• Given problem: Print the line that contains "Where can the woman in" and every line after it through the last line of the records below, exactly as written and nothing else.

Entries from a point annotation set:
========================================================================

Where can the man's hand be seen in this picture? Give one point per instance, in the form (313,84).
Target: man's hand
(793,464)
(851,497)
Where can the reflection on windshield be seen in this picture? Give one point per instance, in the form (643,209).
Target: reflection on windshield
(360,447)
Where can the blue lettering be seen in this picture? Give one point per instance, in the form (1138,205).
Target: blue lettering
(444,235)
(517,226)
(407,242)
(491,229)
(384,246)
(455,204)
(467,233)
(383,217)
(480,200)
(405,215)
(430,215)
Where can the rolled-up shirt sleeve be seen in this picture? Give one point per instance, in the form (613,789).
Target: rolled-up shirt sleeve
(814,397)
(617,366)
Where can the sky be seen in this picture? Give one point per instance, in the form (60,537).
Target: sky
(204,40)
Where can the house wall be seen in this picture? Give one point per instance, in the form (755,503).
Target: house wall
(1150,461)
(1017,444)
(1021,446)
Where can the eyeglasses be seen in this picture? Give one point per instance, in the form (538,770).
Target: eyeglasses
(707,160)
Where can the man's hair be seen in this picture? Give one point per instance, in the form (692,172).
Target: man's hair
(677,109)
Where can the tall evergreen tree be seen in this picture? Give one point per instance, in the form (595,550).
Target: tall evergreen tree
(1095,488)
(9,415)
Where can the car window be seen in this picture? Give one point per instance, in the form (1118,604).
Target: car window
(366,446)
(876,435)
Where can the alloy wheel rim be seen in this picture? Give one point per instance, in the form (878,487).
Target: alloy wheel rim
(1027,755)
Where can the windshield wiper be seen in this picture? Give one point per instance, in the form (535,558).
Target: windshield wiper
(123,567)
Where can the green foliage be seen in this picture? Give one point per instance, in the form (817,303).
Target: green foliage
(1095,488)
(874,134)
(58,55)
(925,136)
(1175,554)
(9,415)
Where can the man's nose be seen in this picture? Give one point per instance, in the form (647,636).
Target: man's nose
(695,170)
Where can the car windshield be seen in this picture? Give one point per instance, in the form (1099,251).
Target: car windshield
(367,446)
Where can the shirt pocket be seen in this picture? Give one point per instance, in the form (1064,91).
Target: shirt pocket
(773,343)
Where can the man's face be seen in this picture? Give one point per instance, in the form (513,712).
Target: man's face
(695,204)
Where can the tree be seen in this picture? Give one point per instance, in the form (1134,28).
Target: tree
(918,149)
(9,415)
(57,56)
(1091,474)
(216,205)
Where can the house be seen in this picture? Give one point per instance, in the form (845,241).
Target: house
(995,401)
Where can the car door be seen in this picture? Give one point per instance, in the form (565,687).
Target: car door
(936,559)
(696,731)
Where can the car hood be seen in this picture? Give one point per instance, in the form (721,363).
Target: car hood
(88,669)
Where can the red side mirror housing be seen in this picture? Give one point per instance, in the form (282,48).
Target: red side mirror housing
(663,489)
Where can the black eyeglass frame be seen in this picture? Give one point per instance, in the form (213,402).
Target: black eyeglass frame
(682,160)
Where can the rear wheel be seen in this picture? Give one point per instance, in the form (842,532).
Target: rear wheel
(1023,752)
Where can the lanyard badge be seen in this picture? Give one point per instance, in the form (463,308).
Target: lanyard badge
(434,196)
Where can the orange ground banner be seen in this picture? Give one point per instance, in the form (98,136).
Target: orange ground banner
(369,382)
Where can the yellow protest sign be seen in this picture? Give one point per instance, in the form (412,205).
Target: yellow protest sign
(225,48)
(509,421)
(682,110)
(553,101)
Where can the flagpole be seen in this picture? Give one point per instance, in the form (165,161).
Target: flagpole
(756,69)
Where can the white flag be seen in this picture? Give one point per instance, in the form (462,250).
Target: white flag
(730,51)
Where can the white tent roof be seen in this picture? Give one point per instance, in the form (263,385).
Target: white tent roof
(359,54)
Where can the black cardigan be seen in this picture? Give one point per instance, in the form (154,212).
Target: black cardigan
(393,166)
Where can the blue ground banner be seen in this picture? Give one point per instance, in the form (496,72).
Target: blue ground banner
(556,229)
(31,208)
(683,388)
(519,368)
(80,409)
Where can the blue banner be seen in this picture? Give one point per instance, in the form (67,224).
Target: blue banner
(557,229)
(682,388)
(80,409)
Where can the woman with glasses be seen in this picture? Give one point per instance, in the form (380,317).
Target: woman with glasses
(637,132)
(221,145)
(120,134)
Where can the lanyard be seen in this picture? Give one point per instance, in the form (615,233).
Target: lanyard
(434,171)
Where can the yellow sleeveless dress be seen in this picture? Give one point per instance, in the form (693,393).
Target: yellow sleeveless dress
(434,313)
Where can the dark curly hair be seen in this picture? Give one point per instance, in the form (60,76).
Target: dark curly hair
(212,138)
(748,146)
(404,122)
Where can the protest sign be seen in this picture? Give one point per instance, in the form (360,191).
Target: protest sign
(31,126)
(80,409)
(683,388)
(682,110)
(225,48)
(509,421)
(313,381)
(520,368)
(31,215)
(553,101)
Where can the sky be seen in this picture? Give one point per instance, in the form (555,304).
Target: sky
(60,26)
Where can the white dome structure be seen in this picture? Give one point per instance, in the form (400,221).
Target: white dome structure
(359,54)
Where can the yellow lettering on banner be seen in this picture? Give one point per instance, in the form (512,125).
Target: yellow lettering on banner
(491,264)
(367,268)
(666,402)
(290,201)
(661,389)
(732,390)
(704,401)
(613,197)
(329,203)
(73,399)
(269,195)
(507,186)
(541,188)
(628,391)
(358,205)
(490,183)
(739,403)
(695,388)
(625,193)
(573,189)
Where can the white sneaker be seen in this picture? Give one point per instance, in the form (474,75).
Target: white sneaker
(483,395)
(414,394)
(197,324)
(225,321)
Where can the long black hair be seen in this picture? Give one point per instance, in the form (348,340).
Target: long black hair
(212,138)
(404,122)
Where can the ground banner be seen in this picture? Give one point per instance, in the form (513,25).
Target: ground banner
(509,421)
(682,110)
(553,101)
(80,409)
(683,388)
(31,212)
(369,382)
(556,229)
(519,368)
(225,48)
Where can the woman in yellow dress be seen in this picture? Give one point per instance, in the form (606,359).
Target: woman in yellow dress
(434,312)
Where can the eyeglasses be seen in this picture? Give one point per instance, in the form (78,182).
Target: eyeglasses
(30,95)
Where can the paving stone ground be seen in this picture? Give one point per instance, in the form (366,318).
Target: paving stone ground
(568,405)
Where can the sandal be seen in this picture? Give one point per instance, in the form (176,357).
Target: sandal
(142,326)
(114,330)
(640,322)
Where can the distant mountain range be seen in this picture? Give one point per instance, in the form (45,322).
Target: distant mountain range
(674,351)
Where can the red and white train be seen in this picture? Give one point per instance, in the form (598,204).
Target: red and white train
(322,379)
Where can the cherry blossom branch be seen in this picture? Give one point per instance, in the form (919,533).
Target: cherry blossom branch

========================================================================

• Result of the exercise:
Where can the woman in yellow dress be seen in this picture? Give one point per instance, in the form (606,359).
Target: woman in yellow dress
(434,312)
Where can the eyeglasses be seen in this picture? Give one point per instance, in the form (78,182).
Target: eyeglasses
(30,95)
Where can the paving stone ground be seen in this picture? Give one point per instance, in the form (366,318).
Target: paving stone ground
(568,405)
Where can the sandal be seen in this picture? Give one point per instance, in the form (176,357).
Target: sandal
(142,326)
(114,330)
(640,322)
Where can the distant mountain range be seen in this picture? Give one point per instance, in the form (45,322).
Target: distant mountain range
(674,351)
Where can the red and white train be seen in this picture? Give one point per instance, in the form (598,204).
Target: red and white train
(322,379)
Where can the cherry blossom branch be seen in this picture? Give one point per instance, in the form (919,533).
Target: cherry blossom branch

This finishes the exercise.